Exercises:
**A)** According to the essay on creating worlds, in which grade did the writer and a close friend start creating intricate companies?
**B)** List every game named in the essay on creating worlds.

# start of Document section

Oct. 19, 2023

Worlds (Creating/Living/Understanding)

Worlds

 

Since before I knew I would become consumed with creating worlds, I plied my trade. In first grade, a close friend and I would create intricate companies. We would build structures, too, making our own cities. When he would come to spend the night, we would sit up as late as allowed and talk through what we were going to make next. Perhaps it would be a production company. We had no idea what a production company was, but we were vaguely aware of what the word production meant and felt the two of us made a company. We would not have been able to put any of this into words, but upon retrospect, I believe this was our overarching goal. Looking back, it is an audacious way for two first graders to spend their sleep overs; we never played kick the can or cops and robbers. I would play those games throughout my childhood, but not with this friend. We played mogul and world builder. We were JRR Tolkien and George Lucas and Ursula K LeGuin before we knew who any of those people were, let alone barely having the ability to read.

# end of Document section
# start of Material supplied

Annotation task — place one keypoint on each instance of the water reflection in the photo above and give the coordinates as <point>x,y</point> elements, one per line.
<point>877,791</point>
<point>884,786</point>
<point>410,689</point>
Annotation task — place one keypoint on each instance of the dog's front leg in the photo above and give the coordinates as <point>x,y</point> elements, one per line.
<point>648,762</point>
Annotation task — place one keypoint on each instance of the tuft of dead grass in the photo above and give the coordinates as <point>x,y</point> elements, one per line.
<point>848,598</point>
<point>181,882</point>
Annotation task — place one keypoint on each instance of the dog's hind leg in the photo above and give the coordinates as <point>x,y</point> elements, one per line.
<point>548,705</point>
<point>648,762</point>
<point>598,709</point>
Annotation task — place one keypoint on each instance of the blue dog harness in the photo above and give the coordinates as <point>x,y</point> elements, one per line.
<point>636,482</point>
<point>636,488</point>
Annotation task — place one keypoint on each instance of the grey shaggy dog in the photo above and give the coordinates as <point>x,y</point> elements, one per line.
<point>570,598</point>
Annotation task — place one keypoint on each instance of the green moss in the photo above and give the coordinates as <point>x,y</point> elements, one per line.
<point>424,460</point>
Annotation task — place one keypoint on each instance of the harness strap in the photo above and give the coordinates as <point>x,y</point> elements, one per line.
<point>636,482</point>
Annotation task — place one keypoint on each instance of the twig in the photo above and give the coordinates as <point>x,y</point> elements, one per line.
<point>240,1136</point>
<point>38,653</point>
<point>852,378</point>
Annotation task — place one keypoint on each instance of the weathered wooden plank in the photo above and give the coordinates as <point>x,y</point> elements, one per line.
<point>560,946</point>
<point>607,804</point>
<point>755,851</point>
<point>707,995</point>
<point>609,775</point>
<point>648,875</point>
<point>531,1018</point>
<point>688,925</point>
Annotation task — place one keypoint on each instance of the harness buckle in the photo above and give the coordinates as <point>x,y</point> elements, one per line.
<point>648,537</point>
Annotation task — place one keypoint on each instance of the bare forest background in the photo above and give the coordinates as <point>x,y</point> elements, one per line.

# end of Material supplied

Solutions to the problems:
**A)** First grade

**B)** kick the can, cops and robbers, mogul, world builder